** Your objective **
Pick out every line in the entries below that contains the word "chimney", matching case exactly, and copy those lines.

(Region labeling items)
******
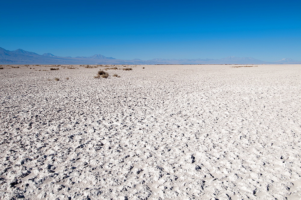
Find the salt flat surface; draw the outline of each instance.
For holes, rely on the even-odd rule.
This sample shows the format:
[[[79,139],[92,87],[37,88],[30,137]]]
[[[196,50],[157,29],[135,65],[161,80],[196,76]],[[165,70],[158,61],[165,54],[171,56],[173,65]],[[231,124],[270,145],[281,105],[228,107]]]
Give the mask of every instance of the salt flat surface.
[[[233,66],[4,66],[0,199],[300,199],[301,65]]]

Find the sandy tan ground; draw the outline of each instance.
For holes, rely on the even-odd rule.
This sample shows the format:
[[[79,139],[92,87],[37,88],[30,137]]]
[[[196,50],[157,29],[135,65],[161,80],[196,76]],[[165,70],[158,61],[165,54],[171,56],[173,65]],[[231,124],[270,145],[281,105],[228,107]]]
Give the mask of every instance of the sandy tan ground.
[[[12,66],[0,199],[301,198],[301,65]]]

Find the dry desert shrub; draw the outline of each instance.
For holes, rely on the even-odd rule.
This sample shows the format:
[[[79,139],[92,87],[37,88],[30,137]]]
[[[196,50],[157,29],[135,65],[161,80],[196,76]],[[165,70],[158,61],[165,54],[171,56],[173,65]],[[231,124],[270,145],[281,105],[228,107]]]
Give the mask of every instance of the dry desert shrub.
[[[109,76],[109,75],[108,74],[103,74],[101,76],[101,78],[108,78],[108,76]]]
[[[88,68],[89,69],[92,69],[93,68],[97,68],[98,67],[94,66],[89,66],[88,65],[85,67],[84,67],[85,68]]]
[[[107,74],[107,75],[109,75],[109,74],[107,73],[106,72],[105,72],[103,71],[102,70],[100,70],[97,72],[99,75],[104,75],[104,74]]]
[[[116,67],[107,67],[107,68],[105,68],[104,69],[105,70],[107,70],[108,69],[117,69],[118,68]]]
[[[258,66],[234,66],[230,67],[258,67]]]
[[[123,68],[122,69],[126,71],[129,71],[130,70],[133,70],[133,69],[131,68]]]

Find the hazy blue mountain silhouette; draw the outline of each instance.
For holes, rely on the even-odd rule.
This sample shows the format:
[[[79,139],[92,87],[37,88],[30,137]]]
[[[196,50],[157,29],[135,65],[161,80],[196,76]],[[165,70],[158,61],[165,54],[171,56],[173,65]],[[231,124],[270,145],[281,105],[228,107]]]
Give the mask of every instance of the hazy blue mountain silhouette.
[[[301,64],[301,61],[284,58],[275,62],[262,61],[251,57],[229,56],[221,59],[165,59],[155,58],[143,60],[136,58],[132,60],[118,59],[95,54],[88,57],[61,57],[50,53],[39,55],[21,49],[13,51],[0,47],[0,64]]]

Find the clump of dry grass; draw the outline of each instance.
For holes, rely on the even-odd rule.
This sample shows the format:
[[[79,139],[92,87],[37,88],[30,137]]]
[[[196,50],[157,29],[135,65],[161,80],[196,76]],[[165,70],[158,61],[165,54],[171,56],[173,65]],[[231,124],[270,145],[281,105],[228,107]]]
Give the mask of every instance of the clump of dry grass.
[[[118,68],[116,67],[107,67],[104,69],[105,70],[107,70],[108,69],[117,69]]]
[[[95,78],[99,78],[101,77],[106,78],[109,77],[109,74],[102,70],[100,70],[97,72],[97,74],[93,77]]]
[[[108,75],[109,75],[109,74],[108,74],[107,73],[102,70],[100,70],[99,71],[98,71],[98,72],[97,72],[97,73],[99,75],[104,75],[105,74],[107,74]]]
[[[131,68],[123,68],[122,69],[126,71],[129,71],[130,70],[133,70],[133,69]]]
[[[85,67],[84,67],[85,68],[88,68],[89,69],[92,69],[93,68],[97,68],[98,67],[97,67],[96,66],[87,66]]]
[[[101,76],[101,77],[102,78],[106,78],[109,77],[109,75],[107,74],[103,74]]]

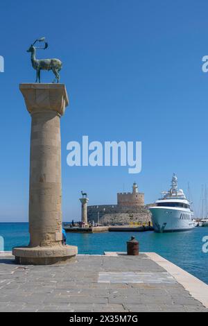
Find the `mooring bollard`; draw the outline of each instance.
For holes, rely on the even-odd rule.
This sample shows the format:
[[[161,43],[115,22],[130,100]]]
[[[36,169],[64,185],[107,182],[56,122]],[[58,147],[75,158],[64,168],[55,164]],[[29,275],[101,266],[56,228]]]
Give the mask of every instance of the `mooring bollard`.
[[[135,237],[132,237],[129,241],[127,241],[127,255],[129,256],[139,255],[139,242]]]

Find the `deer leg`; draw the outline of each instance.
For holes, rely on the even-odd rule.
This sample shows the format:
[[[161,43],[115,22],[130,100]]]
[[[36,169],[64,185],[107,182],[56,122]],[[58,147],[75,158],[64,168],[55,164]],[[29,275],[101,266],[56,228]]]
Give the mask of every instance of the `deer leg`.
[[[55,79],[58,80],[58,73],[56,70],[55,68],[52,68],[52,71],[53,72],[54,75],[55,75],[55,78],[54,79],[54,80],[53,80],[53,83],[54,84],[54,83],[55,83]]]

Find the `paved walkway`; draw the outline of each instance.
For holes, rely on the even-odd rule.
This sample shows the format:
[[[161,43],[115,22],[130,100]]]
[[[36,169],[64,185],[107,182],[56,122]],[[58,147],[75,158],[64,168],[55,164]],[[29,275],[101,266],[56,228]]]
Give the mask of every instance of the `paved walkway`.
[[[0,256],[0,311],[207,311],[145,254],[22,266]]]

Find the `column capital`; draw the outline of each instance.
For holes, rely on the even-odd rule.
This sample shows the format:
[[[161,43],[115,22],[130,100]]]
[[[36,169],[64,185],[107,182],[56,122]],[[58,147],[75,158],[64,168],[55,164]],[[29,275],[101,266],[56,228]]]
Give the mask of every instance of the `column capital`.
[[[63,115],[69,99],[64,84],[20,84],[28,112],[31,114],[46,111],[56,111]]]

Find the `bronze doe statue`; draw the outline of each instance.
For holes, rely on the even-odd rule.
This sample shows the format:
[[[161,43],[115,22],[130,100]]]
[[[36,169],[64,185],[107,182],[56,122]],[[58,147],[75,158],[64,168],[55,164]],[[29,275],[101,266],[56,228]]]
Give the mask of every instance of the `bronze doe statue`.
[[[44,47],[39,47],[35,46],[35,43],[37,42],[44,42],[45,45]],[[33,44],[31,45],[29,49],[27,50],[27,52],[31,53],[31,62],[32,66],[35,70],[36,70],[36,81],[37,83],[37,80],[39,83],[40,83],[40,71],[41,70],[52,70],[53,72],[55,78],[53,81],[53,83],[59,83],[60,80],[60,74],[59,71],[62,69],[62,63],[59,59],[36,59],[36,49],[40,49],[41,50],[45,50],[49,46],[47,42],[45,42],[45,37],[42,37],[40,39],[36,40]]]

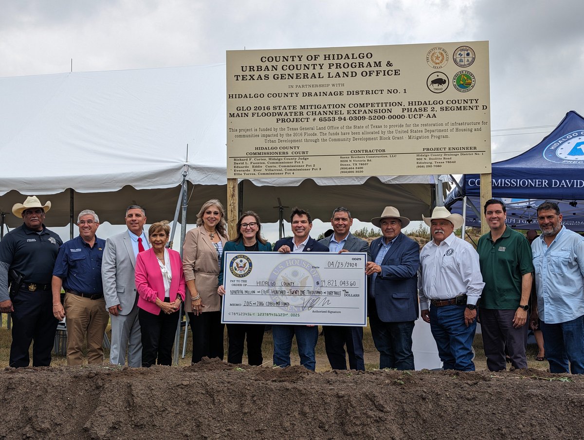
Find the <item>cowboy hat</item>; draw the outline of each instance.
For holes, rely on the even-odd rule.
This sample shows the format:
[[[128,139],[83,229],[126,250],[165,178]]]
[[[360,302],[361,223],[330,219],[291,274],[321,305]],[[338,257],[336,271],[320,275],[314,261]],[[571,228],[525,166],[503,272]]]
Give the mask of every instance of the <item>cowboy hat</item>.
[[[389,217],[392,219],[399,219],[402,222],[402,228],[405,228],[409,224],[409,219],[407,217],[401,217],[399,215],[399,212],[393,206],[385,206],[385,209],[383,210],[383,212],[381,213],[381,217],[374,217],[371,219],[371,223],[378,228],[380,228],[381,227],[381,219],[387,219]]]
[[[460,214],[451,214],[450,212],[444,206],[436,206],[434,208],[434,210],[432,211],[432,217],[424,217],[422,216],[422,219],[424,220],[424,223],[428,225],[428,226],[432,226],[432,221],[433,220],[447,220],[454,225],[454,230],[462,226],[463,223],[464,223],[464,219],[461,215]]]
[[[14,204],[14,206],[12,206],[12,213],[20,219],[22,217],[23,211],[31,208],[42,208],[45,212],[47,212],[51,209],[51,202],[47,200],[44,206],[43,206],[36,196],[29,196],[26,198],[24,203]]]

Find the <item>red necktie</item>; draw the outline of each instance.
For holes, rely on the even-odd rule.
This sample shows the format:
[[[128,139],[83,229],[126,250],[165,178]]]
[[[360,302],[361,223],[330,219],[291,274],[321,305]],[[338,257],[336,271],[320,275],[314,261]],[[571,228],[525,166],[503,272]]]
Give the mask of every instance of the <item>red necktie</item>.
[[[144,247],[142,245],[142,237],[138,237],[138,252],[144,252],[146,250],[144,249]]]

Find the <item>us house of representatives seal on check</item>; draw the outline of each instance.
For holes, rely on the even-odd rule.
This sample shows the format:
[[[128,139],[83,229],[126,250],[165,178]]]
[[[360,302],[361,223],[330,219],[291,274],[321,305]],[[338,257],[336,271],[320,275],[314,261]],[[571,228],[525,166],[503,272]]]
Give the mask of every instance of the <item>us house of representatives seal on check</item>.
[[[367,325],[364,252],[225,252],[221,321]]]

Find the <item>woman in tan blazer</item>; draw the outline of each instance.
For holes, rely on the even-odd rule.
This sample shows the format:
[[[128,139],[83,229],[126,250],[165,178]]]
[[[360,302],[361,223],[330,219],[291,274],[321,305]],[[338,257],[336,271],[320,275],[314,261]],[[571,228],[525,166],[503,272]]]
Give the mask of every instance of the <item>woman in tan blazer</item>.
[[[223,205],[211,199],[197,214],[197,227],[185,238],[183,271],[190,292],[185,310],[193,333],[193,363],[204,356],[223,359],[224,325],[221,323],[217,277],[223,247],[228,240],[226,227]]]

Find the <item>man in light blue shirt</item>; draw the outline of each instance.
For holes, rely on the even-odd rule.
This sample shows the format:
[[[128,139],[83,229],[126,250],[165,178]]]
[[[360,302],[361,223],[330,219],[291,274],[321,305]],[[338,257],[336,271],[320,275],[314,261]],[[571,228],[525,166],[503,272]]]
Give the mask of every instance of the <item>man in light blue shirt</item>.
[[[584,237],[566,229],[557,203],[537,208],[541,235],[531,244],[537,304],[551,373],[584,374]],[[569,366],[569,368],[568,368]]]
[[[339,206],[332,212],[331,218],[334,233],[320,240],[335,254],[345,252],[364,252],[369,255],[369,244],[364,240],[353,235],[349,231],[353,225],[353,217],[347,208]],[[325,349],[331,367],[333,370],[347,369],[346,357],[349,358],[349,368],[352,370],[365,370],[363,358],[363,329],[360,327],[345,325],[324,325]],[[347,347],[346,357],[345,347]]]

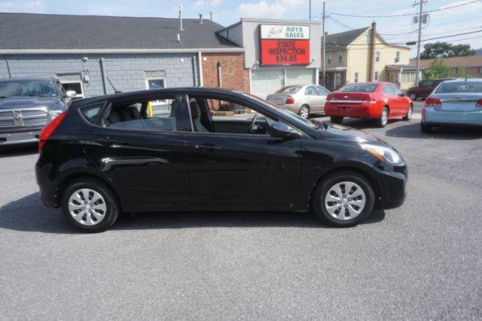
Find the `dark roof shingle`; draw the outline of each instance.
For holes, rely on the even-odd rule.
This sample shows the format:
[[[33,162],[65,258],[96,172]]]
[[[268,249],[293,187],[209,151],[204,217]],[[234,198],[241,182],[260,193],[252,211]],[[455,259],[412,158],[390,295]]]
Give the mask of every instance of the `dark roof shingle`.
[[[209,20],[0,13],[0,49],[241,48]],[[181,42],[177,40],[180,34]]]

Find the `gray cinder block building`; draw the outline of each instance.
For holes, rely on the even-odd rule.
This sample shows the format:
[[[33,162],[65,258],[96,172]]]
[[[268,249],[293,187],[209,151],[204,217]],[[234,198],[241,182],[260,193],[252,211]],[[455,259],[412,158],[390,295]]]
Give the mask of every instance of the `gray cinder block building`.
[[[56,77],[78,97],[203,84],[203,54],[243,53],[208,20],[0,13],[0,78]],[[242,54],[242,53],[241,53]]]

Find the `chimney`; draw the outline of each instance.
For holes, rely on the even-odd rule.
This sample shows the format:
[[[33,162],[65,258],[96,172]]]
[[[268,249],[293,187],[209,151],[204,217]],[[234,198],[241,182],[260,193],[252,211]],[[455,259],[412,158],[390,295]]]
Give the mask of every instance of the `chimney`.
[[[372,29],[370,32],[370,46],[368,47],[370,75],[368,76],[368,81],[373,81],[375,73],[375,35],[376,34],[376,23],[375,21],[372,23]]]
[[[179,5],[179,30],[184,30],[182,28],[182,17],[181,16],[181,13],[182,12],[182,6]]]

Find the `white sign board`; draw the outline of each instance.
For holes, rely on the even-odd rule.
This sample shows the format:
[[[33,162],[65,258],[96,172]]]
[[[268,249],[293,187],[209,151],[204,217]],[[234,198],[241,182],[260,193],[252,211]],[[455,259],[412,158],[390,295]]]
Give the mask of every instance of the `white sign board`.
[[[309,39],[309,26],[261,25],[261,39]]]

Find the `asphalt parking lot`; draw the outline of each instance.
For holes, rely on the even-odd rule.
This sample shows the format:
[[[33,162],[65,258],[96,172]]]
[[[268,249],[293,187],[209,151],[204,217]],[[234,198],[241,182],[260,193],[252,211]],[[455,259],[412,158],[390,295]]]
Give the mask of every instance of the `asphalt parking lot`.
[[[482,129],[422,134],[421,103],[384,128],[344,122],[410,171],[402,207],[350,228],[166,213],[79,233],[41,204],[35,149],[0,154],[0,319],[481,319]]]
******
** In response **
Find the `chimney`; draw the outline of each instance.
Give the mask of every instance of the `chimney`.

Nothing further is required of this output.